═════ Dataset entries
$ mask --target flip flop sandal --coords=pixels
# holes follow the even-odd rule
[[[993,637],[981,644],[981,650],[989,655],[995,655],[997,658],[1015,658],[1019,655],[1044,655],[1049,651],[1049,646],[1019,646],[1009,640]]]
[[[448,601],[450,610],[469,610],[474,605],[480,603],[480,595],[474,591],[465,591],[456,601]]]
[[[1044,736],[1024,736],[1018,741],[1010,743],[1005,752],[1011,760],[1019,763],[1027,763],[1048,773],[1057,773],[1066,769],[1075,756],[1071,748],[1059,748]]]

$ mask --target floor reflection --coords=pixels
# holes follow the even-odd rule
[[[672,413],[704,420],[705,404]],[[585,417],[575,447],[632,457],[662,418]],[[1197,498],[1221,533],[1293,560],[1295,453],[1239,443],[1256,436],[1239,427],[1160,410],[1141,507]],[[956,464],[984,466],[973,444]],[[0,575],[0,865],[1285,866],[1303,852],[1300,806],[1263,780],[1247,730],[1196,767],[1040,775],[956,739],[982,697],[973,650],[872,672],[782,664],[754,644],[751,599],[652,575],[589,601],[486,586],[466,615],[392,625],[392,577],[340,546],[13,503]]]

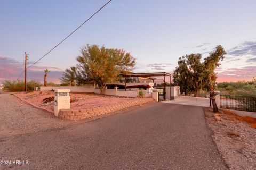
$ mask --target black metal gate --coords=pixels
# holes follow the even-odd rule
[[[220,95],[220,108],[256,112],[256,97]]]

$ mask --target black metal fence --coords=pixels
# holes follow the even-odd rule
[[[166,100],[166,92],[158,92],[158,101]]]
[[[220,108],[256,112],[256,97],[220,95]]]

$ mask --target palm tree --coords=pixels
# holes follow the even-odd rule
[[[47,69],[44,70],[44,86],[47,86],[47,74],[50,72]]]
[[[218,108],[217,104],[216,104],[216,94],[214,92],[214,84],[217,79],[217,75],[215,73],[212,73],[209,75],[209,80],[210,82],[210,98],[212,100],[212,108],[213,112],[219,112],[219,109]]]
[[[75,67],[70,67],[70,69],[66,69],[65,72],[60,78],[60,81],[63,83],[70,84],[71,86],[75,86],[75,80],[76,79]]]

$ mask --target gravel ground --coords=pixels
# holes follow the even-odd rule
[[[220,121],[205,109],[212,138],[230,169],[256,169],[256,129],[221,112]]]
[[[44,131],[74,123],[35,108],[10,93],[0,93],[0,140],[3,137]]]

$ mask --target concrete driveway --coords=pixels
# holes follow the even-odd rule
[[[226,169],[211,134],[202,107],[157,103],[1,137],[1,160],[28,164],[0,169]]]
[[[202,97],[180,96],[175,100],[163,101],[166,103],[177,104],[180,105],[197,106],[203,107],[210,106],[210,99]]]

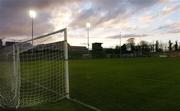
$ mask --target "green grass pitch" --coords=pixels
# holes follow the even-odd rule
[[[69,61],[71,97],[102,111],[180,111],[180,58]],[[91,111],[67,100],[30,111]]]

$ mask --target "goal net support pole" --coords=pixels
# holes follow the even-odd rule
[[[68,65],[68,42],[67,42],[67,28],[64,29],[64,58],[65,58],[65,93],[66,98],[70,98],[69,94],[69,65]]]

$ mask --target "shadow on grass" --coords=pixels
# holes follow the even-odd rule
[[[53,104],[20,108],[18,110],[0,109],[0,111],[92,111],[92,110],[87,109],[86,107],[78,103],[74,103],[65,99]]]

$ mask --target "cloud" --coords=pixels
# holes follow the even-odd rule
[[[63,7],[68,3],[81,0],[1,0],[0,1],[0,37],[30,36],[31,19],[28,16],[29,9],[35,9],[38,13],[35,19],[35,35],[48,33],[54,29],[50,23],[52,11]]]
[[[106,38],[111,38],[111,39],[118,39],[120,37],[122,38],[139,38],[139,37],[147,37],[149,35],[147,34],[125,34],[125,35],[113,35],[113,36],[109,36],[109,37],[106,37]]]
[[[93,26],[108,21],[117,24],[159,2],[160,0],[92,0],[91,7],[82,10],[71,25],[82,27],[87,21]]]
[[[157,30],[165,33],[180,33],[180,22],[160,26]]]
[[[180,9],[180,4],[178,5],[175,5],[173,7],[164,7],[163,10],[162,10],[162,14],[163,15],[169,15],[175,11],[177,11],[178,9]]]

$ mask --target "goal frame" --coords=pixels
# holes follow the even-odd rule
[[[16,77],[15,78],[15,85],[16,85],[16,90],[15,90],[15,95],[14,97],[16,97],[16,105],[15,105],[15,108],[18,109],[20,107],[23,107],[20,105],[21,103],[21,99],[20,99],[20,89],[21,89],[21,72],[20,72],[20,49],[19,49],[19,45],[22,45],[22,44],[25,44],[25,43],[28,43],[28,42],[31,42],[31,41],[34,41],[34,40],[38,40],[38,39],[41,39],[41,38],[45,38],[45,37],[48,37],[48,36],[51,36],[51,35],[55,35],[55,34],[58,34],[58,33],[63,33],[64,35],[64,39],[63,39],[63,42],[64,42],[64,88],[65,88],[65,95],[63,98],[60,98],[59,100],[61,99],[68,99],[72,102],[75,102],[77,104],[80,104],[86,108],[89,108],[89,109],[92,109],[94,111],[100,111],[99,109],[97,109],[96,107],[94,106],[91,106],[91,105],[88,105],[84,102],[81,102],[79,100],[76,100],[76,99],[73,99],[70,97],[70,82],[69,82],[69,58],[68,58],[68,40],[67,40],[67,28],[64,28],[64,29],[60,29],[60,30],[57,30],[57,31],[54,31],[52,33],[48,33],[48,34],[45,34],[45,35],[42,35],[42,36],[39,36],[39,37],[36,37],[36,38],[32,38],[30,40],[26,40],[26,41],[23,41],[21,43],[16,43],[13,45],[13,51],[11,53],[13,53],[13,75]],[[33,46],[32,46],[33,47]],[[1,106],[1,104],[0,104]]]

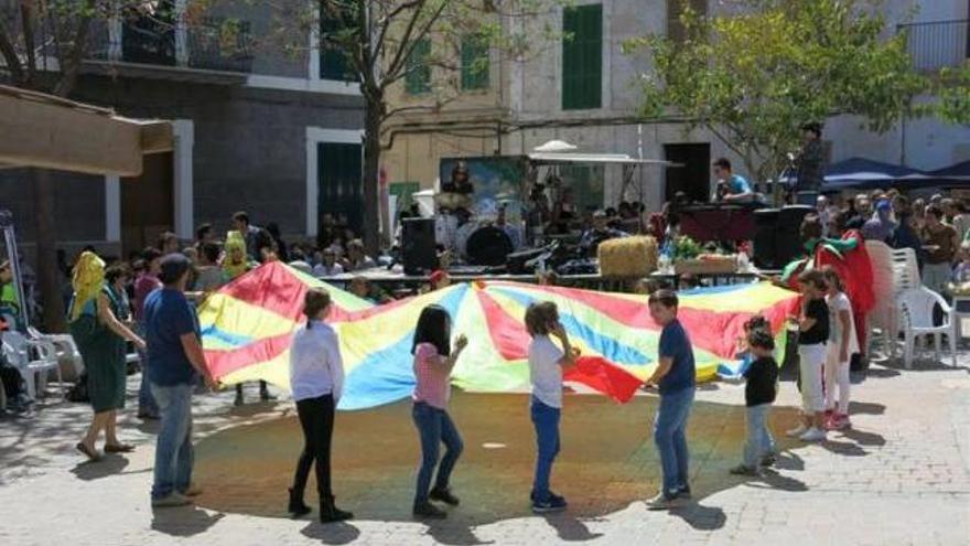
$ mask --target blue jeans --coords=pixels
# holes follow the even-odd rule
[[[141,339],[144,339],[143,324],[139,323],[134,330]],[[150,382],[148,381],[148,353],[139,351],[138,361],[141,363],[141,385],[138,387],[138,415],[158,417],[159,405],[155,404],[155,398],[151,394]]]
[[[744,465],[757,468],[762,457],[775,452],[775,439],[768,429],[770,404],[747,407],[747,441],[744,442]]]
[[[660,407],[654,420],[654,442],[664,471],[662,493],[675,496],[688,486],[687,418],[693,404],[693,387],[660,395]]]
[[[438,478],[434,480],[434,489],[448,489],[451,471],[465,446],[448,411],[418,402],[411,409],[411,416],[414,418],[414,426],[418,427],[418,436],[421,439],[421,468],[418,470],[418,491],[414,494],[414,504],[420,504],[428,501],[431,474],[434,473],[435,467],[438,467]],[[442,443],[446,450],[441,464],[438,464]]]
[[[560,408],[547,406],[532,397],[532,425],[536,427],[536,479],[532,481],[532,500],[549,500],[549,475],[552,462],[559,454],[559,418]]]
[[[161,417],[152,484],[152,499],[158,500],[173,491],[184,492],[192,483],[192,384],[152,383],[151,390]]]

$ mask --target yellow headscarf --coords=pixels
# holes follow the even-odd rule
[[[226,257],[223,259],[223,271],[225,271],[230,279],[235,279],[249,270],[249,258],[246,255],[246,239],[242,237],[241,233],[236,231],[227,233],[224,247],[226,250]],[[235,251],[242,254],[242,261],[239,264],[233,261],[233,254],[235,254]]]
[[[80,317],[84,306],[97,298],[105,285],[105,261],[91,251],[84,251],[77,257],[74,265],[74,278],[71,286],[74,288],[74,306],[71,309],[71,320]]]

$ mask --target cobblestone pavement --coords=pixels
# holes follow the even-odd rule
[[[453,410],[466,451],[454,488],[463,505],[431,525],[408,517],[417,446],[406,404],[338,416],[335,488],[358,520],[320,525],[282,514],[280,491],[300,449],[292,404],[234,408],[229,393],[196,398],[197,506],[152,511],[153,436],[133,418],[134,376],[121,436],[138,450],[127,457],[82,462],[73,446],[89,418],[84,405],[52,398],[33,416],[0,420],[0,544],[967,545],[968,371],[967,352],[956,368],[873,365],[854,377],[853,429],[822,445],[786,440],[779,468],[751,480],[726,472],[741,449],[743,386],[707,385],[690,422],[694,502],[669,513],[643,503],[658,480],[653,395],[626,406],[568,398],[553,484],[571,508],[548,517],[521,499],[532,464],[526,398],[460,395]],[[797,398],[783,383],[778,436]]]

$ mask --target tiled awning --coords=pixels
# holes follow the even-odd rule
[[[0,164],[138,176],[173,149],[172,124],[0,85]]]

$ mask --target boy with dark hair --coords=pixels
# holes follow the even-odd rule
[[[648,300],[650,317],[664,330],[657,351],[657,368],[647,385],[657,385],[660,405],[654,421],[654,442],[660,454],[664,484],[648,501],[651,510],[676,507],[690,499],[688,484],[687,419],[693,405],[696,372],[693,346],[677,320],[678,299],[672,290],[657,290]]]
[[[559,321],[556,303],[532,303],[526,310],[529,342],[529,383],[532,386],[530,414],[536,428],[536,477],[529,497],[532,512],[543,514],[565,510],[567,502],[549,489],[552,463],[559,454],[559,420],[562,415],[562,373],[575,363],[569,335]],[[551,338],[559,340],[557,346]]]
[[[801,285],[801,313],[789,320],[798,325],[802,421],[787,435],[802,441],[822,441],[826,439],[822,366],[829,340],[829,307],[826,304],[829,285],[818,269],[804,271],[798,276],[798,282]]]
[[[732,474],[758,475],[761,467],[768,467],[775,459],[775,439],[768,426],[768,414],[778,392],[778,363],[775,361],[775,340],[764,329],[752,329],[747,334],[754,362],[744,372],[744,403],[747,407],[747,441],[744,460],[731,469]]]

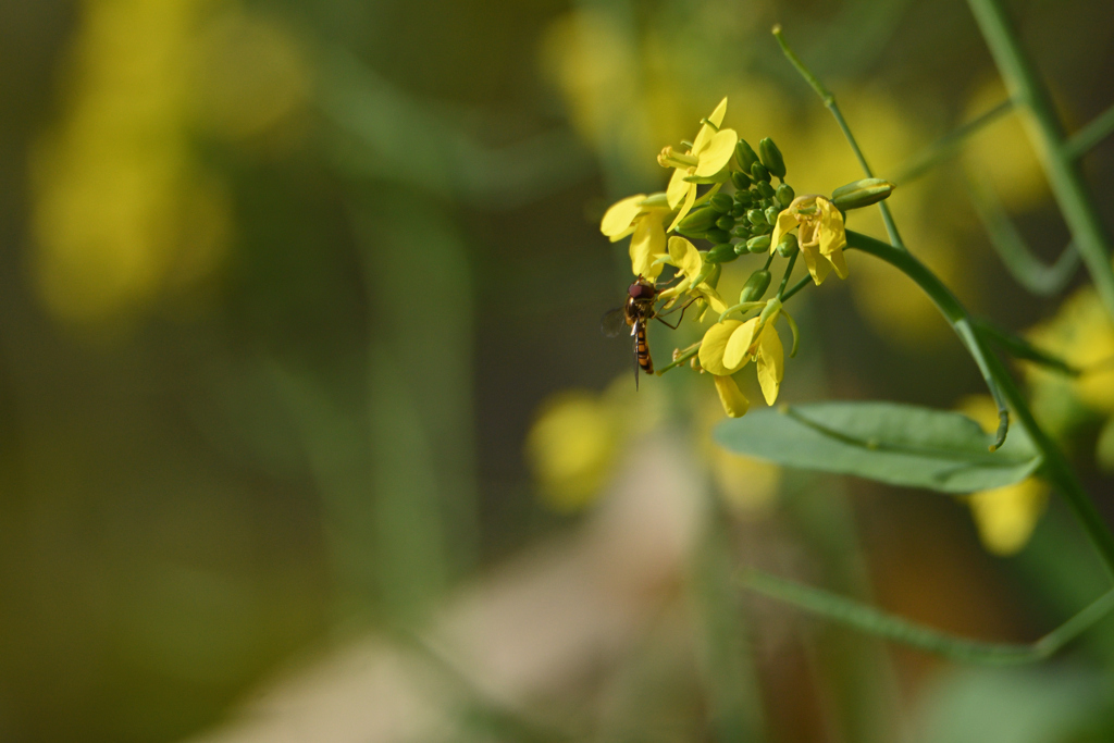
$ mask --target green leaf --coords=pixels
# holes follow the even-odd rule
[[[819,402],[771,408],[715,429],[725,449],[786,467],[880,480],[941,492],[1017,482],[1040,466],[1020,427],[991,452],[994,439],[957,412],[892,402]]]

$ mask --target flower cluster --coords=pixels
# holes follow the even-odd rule
[[[783,304],[804,285],[788,286],[798,256],[818,285],[832,270],[846,278],[843,213],[886,198],[892,184],[871,178],[838,188],[831,197],[798,196],[785,182],[785,162],[773,140],[762,139],[755,151],[723,127],[726,113],[724,98],[691,143],[662,149],[658,164],[673,169],[665,192],[616,203],[600,231],[612,242],[631,236],[631,271],[662,287],[662,310],[682,302],[696,303],[701,321],[715,313],[703,340],[674,352],[673,363],[658,373],[691,360],[715,380],[724,411],[739,417],[750,401],[734,374],[751,361],[766,403],[778,399],[785,368],[779,319],[793,333],[790,355],[797,350],[797,325]],[[698,250],[691,241],[706,241],[710,247]],[[739,303],[729,305],[719,289],[722,266],[749,254],[765,255],[765,263],[750,274]],[[785,260],[784,276],[776,294],[763,300],[775,257]],[[666,266],[673,271],[659,282]]]

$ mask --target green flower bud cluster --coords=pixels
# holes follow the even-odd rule
[[[759,143],[758,151],[740,139],[730,169],[734,192],[716,193],[677,225],[682,235],[712,243],[707,260],[714,263],[768,252],[778,215],[797,196],[785,183],[785,159],[769,137]]]

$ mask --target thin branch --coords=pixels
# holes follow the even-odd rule
[[[898,167],[897,174],[890,177],[890,180],[899,186],[910,180],[916,180],[940,163],[954,157],[959,151],[964,140],[968,137],[981,131],[1013,109],[1014,101],[1007,98],[985,114],[964,124],[958,129],[944,135],[929,145],[920,155]]]
[[[867,604],[759,570],[747,570],[742,583],[746,588],[764,596],[869,635],[936,653],[952,661],[996,666],[1044,661],[1114,609],[1112,588],[1034,643],[988,643],[934,629]]]
[[[817,95],[820,96],[820,100],[823,101],[824,107],[831,111],[832,116],[836,118],[836,124],[839,125],[847,143],[851,145],[851,149],[854,151],[854,156],[859,159],[859,165],[862,167],[862,172],[867,174],[868,178],[873,178],[874,173],[870,169],[870,165],[867,164],[867,157],[859,148],[859,143],[856,141],[854,135],[851,134],[851,128],[847,125],[847,120],[843,118],[843,114],[839,109],[839,104],[836,102],[836,96],[831,90],[823,86],[819,78],[817,78],[817,76],[804,66],[804,62],[802,62],[801,58],[797,56],[797,52],[790,48],[789,42],[785,41],[785,36],[781,31],[781,23],[773,27],[773,36],[778,39],[778,43],[781,46],[781,50],[785,55],[785,59],[788,59],[790,63],[797,68],[797,71],[801,74],[801,77],[804,78],[805,82],[808,82],[812,89],[817,91]],[[903,250],[905,243],[901,242],[901,235],[898,234],[898,226],[893,222],[893,215],[890,214],[889,205],[886,202],[879,202],[878,208],[882,212],[882,222],[886,223],[886,234],[889,235],[890,243]]]

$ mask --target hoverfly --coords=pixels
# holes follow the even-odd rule
[[[651,320],[657,320],[666,327],[677,329],[681,320],[671,325],[662,320],[654,306],[657,301],[657,287],[646,281],[639,274],[638,278],[627,289],[627,300],[622,307],[615,307],[604,315],[600,323],[604,335],[615,338],[623,332],[624,327],[631,329],[631,336],[634,339],[634,387],[638,389],[638,370],[642,369],[647,374],[654,373],[654,360],[649,355],[649,343],[646,341],[646,325]],[[681,317],[684,317],[685,304],[681,307]]]

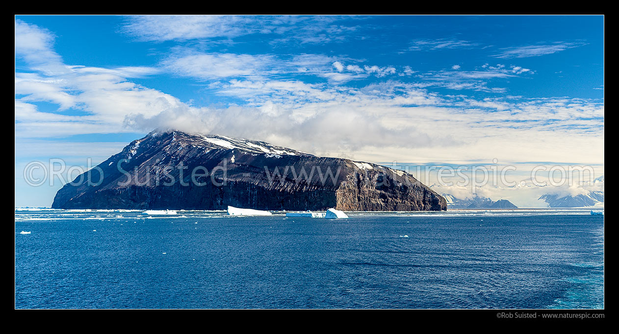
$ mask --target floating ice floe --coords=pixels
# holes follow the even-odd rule
[[[228,205],[228,215],[230,216],[271,216],[272,213],[268,211],[235,208]]]
[[[147,210],[143,215],[176,215],[176,212],[170,210]]]
[[[342,211],[339,210],[335,210],[334,208],[330,208],[327,210],[325,213],[324,218],[327,219],[335,219],[340,218],[348,218],[348,216]]]
[[[287,212],[287,217],[324,218],[324,212]]]

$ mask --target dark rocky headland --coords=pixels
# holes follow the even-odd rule
[[[72,183],[58,191],[53,208],[447,209],[445,199],[402,171],[264,142],[175,131],[154,131],[132,142]]]

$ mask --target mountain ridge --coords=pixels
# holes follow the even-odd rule
[[[178,169],[168,170],[173,166]],[[197,184],[189,182],[183,171],[196,168],[207,173],[191,179]],[[65,185],[52,207],[222,210],[229,205],[258,210],[446,210],[444,198],[402,171],[316,156],[258,140],[169,129],[154,131],[132,141],[86,174],[93,180],[103,177],[95,186],[85,181]],[[85,180],[84,174],[76,180]],[[173,178],[178,182],[162,185]]]

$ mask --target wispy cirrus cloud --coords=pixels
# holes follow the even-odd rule
[[[139,40],[158,42],[271,34],[280,36],[272,43],[316,44],[344,41],[347,33],[358,28],[338,22],[343,19],[330,15],[136,15],[127,17],[121,30]]]
[[[503,48],[501,51],[493,56],[496,58],[524,58],[527,57],[537,57],[545,54],[552,54],[572,48],[577,48],[584,45],[584,43],[564,43],[536,45],[524,45],[511,48]]]
[[[132,82],[156,74],[150,67],[64,64],[49,32],[18,24],[26,25],[16,29],[16,43],[28,40],[22,37],[36,37],[35,46],[15,47],[17,56],[30,66],[15,73],[15,136],[20,139],[168,126],[332,156],[344,152],[372,161],[467,161],[472,156],[521,161],[578,156],[598,161],[604,150],[603,103],[480,99],[427,89],[493,91],[488,82],[530,72],[517,66],[463,65],[454,70],[449,69],[454,63],[450,62],[443,71],[413,75],[408,66],[332,55],[174,50],[158,70],[195,78],[222,101],[234,98],[228,106],[222,103],[224,106],[214,108]],[[351,77],[374,80],[353,82]],[[59,108],[45,111],[37,108],[39,101]],[[540,146],[553,149],[540,150]]]
[[[478,46],[478,43],[457,39],[415,40],[409,48],[411,51],[430,51],[444,49],[471,48]]]

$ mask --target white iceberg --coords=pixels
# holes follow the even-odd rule
[[[230,205],[228,205],[228,214],[230,216],[271,216],[272,215],[268,211],[235,208]]]
[[[142,213],[143,215],[176,215],[176,211],[170,210],[147,210]]]
[[[324,212],[287,212],[287,217],[324,218]]]
[[[335,210],[334,208],[330,208],[327,210],[325,213],[324,218],[327,219],[335,219],[339,218],[348,218],[348,216],[342,211],[339,210]]]

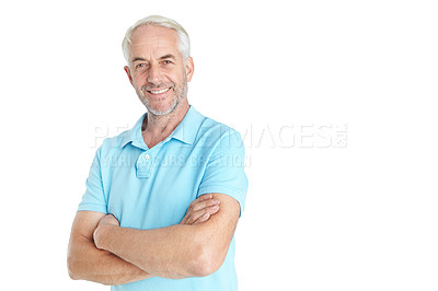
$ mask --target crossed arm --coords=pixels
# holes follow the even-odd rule
[[[70,277],[123,284],[210,275],[224,260],[239,213],[239,202],[222,194],[199,197],[180,224],[154,230],[120,228],[112,216],[80,211],[69,243]]]

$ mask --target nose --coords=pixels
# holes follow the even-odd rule
[[[150,66],[148,72],[148,82],[152,84],[159,84],[161,80],[161,71],[158,66]]]

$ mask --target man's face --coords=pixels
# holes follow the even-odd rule
[[[138,97],[153,115],[172,113],[186,101],[193,60],[183,60],[173,30],[143,25],[131,36],[129,67],[125,71]]]

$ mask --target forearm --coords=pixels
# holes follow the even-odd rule
[[[70,243],[68,267],[72,279],[110,286],[152,277],[116,255],[97,249],[94,243],[87,237],[78,237],[76,242]]]
[[[200,226],[178,224],[135,230],[106,225],[95,234],[96,246],[159,277],[199,277],[206,275],[208,256],[199,235],[195,235],[197,228]]]

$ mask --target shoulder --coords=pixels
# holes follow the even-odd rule
[[[196,141],[200,143],[216,144],[223,140],[234,140],[238,143],[243,143],[240,132],[234,128],[218,123],[212,118],[205,117],[199,127]]]

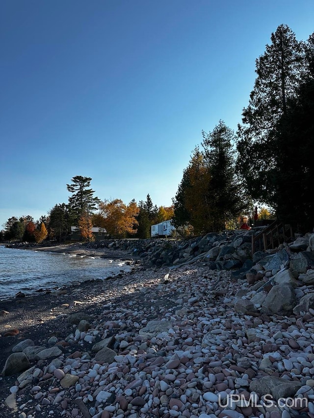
══════════
* [Exercise prompt]
Copy out the rows above exactly, everything from the line containing "metal gate --coords=pixels" down to the line containing "[[[44,131],[74,123],[35,108],[10,93],[0,93],[0,140],[3,137]]]", with both of those lines included.

* [Problem solution]
$ mask --target black metal gate --coords=pixels
# holes follow the even-odd rule
[[[220,95],[220,108],[256,112],[256,97]]]

$ mask --target black metal fence --coords=pixels
# holes follow the even-odd rule
[[[166,100],[166,92],[158,92],[158,101]]]
[[[220,108],[256,112],[256,97],[220,95]]]

$ mask --target palm tree --coords=pixels
# holes follow the even-odd rule
[[[47,69],[44,70],[44,86],[47,86],[47,74],[50,72]]]
[[[218,108],[217,104],[216,104],[216,94],[214,92],[214,84],[217,79],[217,75],[215,73],[212,73],[209,75],[209,80],[210,82],[210,98],[212,100],[212,108],[213,112],[219,112],[219,109]]]
[[[75,67],[70,67],[70,69],[66,69],[65,72],[60,78],[60,81],[63,83],[70,84],[71,86],[75,86],[75,80],[76,79]]]

$ mask --target gravel ground --coords=pixels
# holes follow the even-odd rule
[[[220,121],[205,109],[212,138],[230,169],[256,169],[256,129],[221,112]]]
[[[44,131],[74,123],[35,108],[10,93],[0,93],[0,140],[3,137]]]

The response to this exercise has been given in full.